Check each line of the entries. Copy the ones that contain the string "metal".

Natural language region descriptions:
────────

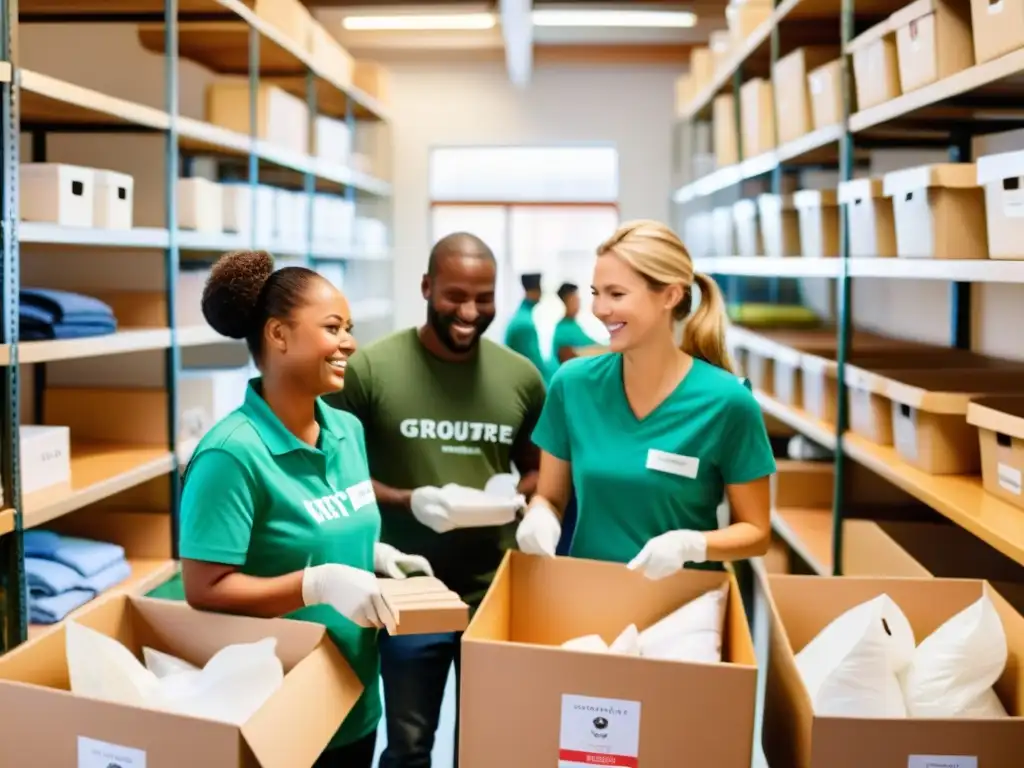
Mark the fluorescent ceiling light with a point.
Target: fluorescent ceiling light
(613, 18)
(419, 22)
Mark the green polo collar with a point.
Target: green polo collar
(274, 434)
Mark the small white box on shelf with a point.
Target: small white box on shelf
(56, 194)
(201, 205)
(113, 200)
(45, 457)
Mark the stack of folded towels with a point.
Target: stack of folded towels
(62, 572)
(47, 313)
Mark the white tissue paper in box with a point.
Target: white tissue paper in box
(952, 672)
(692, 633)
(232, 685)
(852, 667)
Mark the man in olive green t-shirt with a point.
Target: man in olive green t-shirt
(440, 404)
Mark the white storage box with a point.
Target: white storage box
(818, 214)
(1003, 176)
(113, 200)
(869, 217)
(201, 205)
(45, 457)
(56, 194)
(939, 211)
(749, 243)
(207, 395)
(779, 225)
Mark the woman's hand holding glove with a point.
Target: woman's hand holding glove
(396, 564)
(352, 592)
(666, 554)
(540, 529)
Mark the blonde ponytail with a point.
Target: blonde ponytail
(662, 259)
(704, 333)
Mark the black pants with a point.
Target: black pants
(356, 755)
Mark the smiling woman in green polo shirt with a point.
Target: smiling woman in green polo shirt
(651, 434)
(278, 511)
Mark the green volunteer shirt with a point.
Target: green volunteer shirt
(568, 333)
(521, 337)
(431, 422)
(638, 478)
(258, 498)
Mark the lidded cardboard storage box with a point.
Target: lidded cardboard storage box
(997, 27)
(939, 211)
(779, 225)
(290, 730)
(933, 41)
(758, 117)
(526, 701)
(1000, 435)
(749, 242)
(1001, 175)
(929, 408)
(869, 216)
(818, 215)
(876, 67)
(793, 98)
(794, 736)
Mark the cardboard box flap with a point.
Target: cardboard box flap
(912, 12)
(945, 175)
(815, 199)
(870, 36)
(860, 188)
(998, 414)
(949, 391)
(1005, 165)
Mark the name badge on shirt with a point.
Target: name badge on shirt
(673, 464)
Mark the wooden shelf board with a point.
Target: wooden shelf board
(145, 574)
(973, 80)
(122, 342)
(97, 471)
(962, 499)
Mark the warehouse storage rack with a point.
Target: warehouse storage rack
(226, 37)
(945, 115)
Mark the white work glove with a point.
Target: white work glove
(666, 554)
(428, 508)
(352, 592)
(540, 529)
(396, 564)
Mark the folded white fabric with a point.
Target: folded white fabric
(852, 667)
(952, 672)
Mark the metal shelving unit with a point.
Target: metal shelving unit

────────

RESPONSE TO THE EXERCISE –
Mark the metal shelving unit with a point.
Target: metal shelving unit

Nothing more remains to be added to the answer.